(Dataset entries)
-- BEGIN --
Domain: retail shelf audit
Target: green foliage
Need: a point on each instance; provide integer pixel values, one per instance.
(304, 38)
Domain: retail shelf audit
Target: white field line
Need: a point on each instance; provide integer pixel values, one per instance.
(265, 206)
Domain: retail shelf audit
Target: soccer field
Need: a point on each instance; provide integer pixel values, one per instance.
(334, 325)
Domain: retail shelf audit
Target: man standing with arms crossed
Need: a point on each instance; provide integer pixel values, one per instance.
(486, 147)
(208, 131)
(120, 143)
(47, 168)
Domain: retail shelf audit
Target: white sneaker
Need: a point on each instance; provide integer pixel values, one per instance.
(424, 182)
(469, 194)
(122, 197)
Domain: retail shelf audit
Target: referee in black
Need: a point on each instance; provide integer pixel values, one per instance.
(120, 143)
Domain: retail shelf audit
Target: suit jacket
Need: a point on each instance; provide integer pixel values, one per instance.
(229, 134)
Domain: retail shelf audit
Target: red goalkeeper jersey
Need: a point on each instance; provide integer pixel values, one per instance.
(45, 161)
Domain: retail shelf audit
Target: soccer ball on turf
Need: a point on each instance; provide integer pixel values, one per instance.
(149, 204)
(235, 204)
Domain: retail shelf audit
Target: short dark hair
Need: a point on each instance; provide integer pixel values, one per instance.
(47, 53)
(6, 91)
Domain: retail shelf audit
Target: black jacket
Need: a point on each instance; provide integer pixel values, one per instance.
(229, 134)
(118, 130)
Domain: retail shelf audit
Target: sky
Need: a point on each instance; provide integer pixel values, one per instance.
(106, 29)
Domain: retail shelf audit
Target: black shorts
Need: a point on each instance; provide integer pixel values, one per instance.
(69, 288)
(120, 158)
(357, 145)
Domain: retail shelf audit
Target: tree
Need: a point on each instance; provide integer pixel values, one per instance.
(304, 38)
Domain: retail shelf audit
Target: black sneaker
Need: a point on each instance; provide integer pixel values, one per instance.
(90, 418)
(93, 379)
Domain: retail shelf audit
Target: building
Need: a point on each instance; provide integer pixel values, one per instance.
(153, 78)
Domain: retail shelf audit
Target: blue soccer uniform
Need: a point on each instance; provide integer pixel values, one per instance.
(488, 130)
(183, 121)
-- END --
# WHAT YOU HAVE TO DO
Copy the entries above exactly, leaving none out.

# WRITTEN REPLY
Domain: retail shelf audit
Target: green foliage
Need: a point on each instance; provide integer pixel values, one per instance.
(304, 38)
Domain: retail shelf audit
Target: white field line
Need: a point on each instance; provide integer pixel values, one per instance.
(265, 206)
Domain: retail shelf audit
Target: soccer field
Need: a point on each instance; provide integer pixel values, one per instance.
(334, 325)
Domain: retail shelf audit
Target: man standing with arms crossed
Need: a point on each instance; provide integer pixel values, one per instance.
(486, 147)
(208, 131)
(120, 143)
(47, 168)
Domain: retail shelf audit
Target: white sneaker
Need: a point on each instance; provide integer pixel values, one per instance.
(424, 182)
(469, 194)
(122, 197)
Domain: retail shelf audit
Target: referee in black
Need: a point on each instance; provide integer pixel values, one per instance.
(120, 143)
Domain: retail shelf audit
Target: suit jacket
Need: a point on each instance; provide integer pixel values, one per instance.
(229, 134)
Domain: retail shelf audit
Target: red goalkeeper jersey
Need: a point on each instance; provide integer pixel values, one per instance.
(45, 161)
Domain: retail shelf audit
Target: soccer ball on turf
Need: a point on each instance; provide integer pixel values, one per instance.
(149, 204)
(235, 204)
Domain: retail shelf audit
Target: short dark hair
Need: a point on each instance; provide integer pixel values, one per instance.
(47, 53)
(6, 91)
Domain: retail shelf audit
Target: black jacket
Need: a point on each instance; provide integer pixel values, one per instance.
(229, 134)
(118, 130)
Domain: retail shelf audit
Target: sky
Need: a point on each instance; provide integer pixel values, one per instance.
(106, 29)
Domain: retail shelf audit
Target: black shorts
Need: a point on each instance; provide integer pixel values, one per instance.
(69, 288)
(120, 158)
(357, 145)
Domain: retail shelf audit
Target: tree
Need: a point on each instance; provide integer pixel values, one per instance.
(304, 38)
Domain: retail shelf audit
Target: black sneaker
Need: a point on each instance; provide integer pixel values, one per instance.
(90, 418)
(93, 379)
Domain: retail shelf audit
Target: building
Need: a point on each instance; provide integer pixel values, one per instance.
(153, 78)
Domain: retail shelf audit
Target: blue soccer uniform
Need: a point on each instance; provide integer pixel values, one per instance.
(488, 130)
(183, 121)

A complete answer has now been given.